## [Input rows]
━━━━━━━━━━━━━━━━━━━━
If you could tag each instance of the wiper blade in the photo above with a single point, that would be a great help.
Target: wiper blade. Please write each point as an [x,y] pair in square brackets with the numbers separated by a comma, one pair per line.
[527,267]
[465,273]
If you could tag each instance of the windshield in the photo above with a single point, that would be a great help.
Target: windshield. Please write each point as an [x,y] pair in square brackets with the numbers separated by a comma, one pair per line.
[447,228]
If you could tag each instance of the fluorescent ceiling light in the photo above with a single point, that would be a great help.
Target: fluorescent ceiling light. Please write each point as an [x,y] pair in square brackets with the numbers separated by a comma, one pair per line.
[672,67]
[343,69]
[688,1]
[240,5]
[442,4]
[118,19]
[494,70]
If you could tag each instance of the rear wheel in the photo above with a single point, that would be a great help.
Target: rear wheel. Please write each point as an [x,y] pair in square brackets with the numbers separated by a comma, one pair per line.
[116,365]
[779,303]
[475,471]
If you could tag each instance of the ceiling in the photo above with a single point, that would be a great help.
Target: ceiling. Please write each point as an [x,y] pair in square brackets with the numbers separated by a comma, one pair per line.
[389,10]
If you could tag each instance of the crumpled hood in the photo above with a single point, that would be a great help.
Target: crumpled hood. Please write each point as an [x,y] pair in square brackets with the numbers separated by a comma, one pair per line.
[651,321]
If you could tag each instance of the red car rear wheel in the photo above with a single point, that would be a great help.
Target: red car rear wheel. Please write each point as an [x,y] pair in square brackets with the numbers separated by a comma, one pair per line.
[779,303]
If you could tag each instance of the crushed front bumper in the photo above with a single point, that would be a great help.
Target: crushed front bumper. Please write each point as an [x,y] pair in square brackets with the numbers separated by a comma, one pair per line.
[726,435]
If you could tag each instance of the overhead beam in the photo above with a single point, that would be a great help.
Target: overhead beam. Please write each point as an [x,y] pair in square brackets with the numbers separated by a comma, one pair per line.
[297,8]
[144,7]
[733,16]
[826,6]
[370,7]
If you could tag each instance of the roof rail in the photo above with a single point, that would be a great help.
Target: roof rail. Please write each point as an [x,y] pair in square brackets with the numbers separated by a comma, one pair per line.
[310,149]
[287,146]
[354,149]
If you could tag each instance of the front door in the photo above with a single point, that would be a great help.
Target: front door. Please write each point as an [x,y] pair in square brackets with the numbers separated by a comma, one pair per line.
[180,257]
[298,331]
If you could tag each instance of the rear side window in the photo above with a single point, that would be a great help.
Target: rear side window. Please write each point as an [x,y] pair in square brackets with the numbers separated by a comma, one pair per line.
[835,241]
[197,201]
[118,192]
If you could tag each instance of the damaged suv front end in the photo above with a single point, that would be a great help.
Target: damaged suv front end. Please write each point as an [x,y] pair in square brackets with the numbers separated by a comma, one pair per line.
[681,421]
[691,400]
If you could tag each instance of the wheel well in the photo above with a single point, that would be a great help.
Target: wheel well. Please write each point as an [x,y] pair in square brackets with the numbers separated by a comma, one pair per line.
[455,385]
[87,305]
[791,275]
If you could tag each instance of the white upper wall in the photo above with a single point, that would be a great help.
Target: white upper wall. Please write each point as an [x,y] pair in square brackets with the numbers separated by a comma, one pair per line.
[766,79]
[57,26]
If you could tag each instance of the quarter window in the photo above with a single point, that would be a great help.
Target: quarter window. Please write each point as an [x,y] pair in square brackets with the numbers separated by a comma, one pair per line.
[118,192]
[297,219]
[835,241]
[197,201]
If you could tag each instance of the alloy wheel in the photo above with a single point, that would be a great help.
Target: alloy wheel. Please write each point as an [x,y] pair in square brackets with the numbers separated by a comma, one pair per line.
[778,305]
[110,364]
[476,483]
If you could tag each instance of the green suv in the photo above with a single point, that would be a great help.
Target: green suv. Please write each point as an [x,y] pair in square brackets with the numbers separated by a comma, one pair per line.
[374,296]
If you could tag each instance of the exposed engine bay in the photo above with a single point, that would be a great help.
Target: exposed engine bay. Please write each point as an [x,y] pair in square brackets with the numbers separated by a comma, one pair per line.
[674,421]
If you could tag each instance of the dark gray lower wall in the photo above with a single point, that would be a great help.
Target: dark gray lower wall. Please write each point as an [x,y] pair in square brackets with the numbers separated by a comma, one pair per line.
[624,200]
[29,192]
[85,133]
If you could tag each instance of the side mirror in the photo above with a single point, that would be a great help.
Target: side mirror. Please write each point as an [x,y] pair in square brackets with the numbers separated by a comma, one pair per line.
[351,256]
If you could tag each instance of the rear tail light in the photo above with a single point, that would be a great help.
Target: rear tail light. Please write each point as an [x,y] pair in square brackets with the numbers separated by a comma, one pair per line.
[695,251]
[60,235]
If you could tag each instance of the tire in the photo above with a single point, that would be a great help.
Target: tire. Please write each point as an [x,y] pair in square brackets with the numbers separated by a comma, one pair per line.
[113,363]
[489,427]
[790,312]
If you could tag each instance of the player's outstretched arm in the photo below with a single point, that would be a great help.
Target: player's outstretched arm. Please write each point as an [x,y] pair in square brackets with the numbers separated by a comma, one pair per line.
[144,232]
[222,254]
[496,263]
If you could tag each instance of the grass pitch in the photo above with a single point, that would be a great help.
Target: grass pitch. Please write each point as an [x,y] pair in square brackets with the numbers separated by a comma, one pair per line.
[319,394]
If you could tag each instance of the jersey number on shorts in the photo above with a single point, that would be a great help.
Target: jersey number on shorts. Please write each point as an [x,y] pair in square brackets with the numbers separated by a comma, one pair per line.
━━━━━━━━━━━━━━━━━━━━
## [Given exercise]
Your task is to output exactly the lines running from the one with "If you could tag each instance of the dark" through the final line of the material above, with both ends included.

## [Response]
If you could tag each instance of the dark gray lower wall in the photo above with a single point, that would be a great help.
Target: dark gray lower wall. Please write each point as an [x,y] pair in square brackets with the numbers separated by a comma, one pair per line.
[624,200]
[29,192]
[85,133]
If you could tag each instance of the side mirror in the photo above with a single point, that would be a great help.
Target: side mirror. Please write each point as an [x,y] pair in square brackets with the numbers separated by a comma, one pair per line.
[351,256]
If you could tag each instance of the rear tail light in the photo above with a single point, that would be a great help.
Target: rear tail light. Please write each point as an [x,y] pair in square brackets with the numbers separated by a comma, one pair per line.
[695,251]
[60,235]
If you could tag each instance of the tire in the photo above with a single point, that would be a great help.
Target: tire. Please write each point as an [x,y] pair in square brackets with the numbers separated by a comma, one pair per line.
[113,363]
[489,427]
[790,312]
If you could tag each instance of the player's outstretched arm in the photo below with a single point, that would be a great help.
Target: player's outstretched arm. Please write each point as an [x,y] pair in square brackets with the numbers separated by a comma, one pair per line.
[144,232]
[222,254]
[496,263]
If you could tag each instance of the grass pitch in the photo above with a single point, that would be a great help.
Target: grass pitch. Please write each point as an [x,y] pair in square brackets with the numbers separated by a comma, one pair per line.
[319,394]
If you could tag each instance of the jersey number on shorts in the photo above with a single point, that would be a great help.
Target: jersey number on shorts. Please write each point as an [x,y] pair in square brackets with the numbers separated by a comma, one pair per line.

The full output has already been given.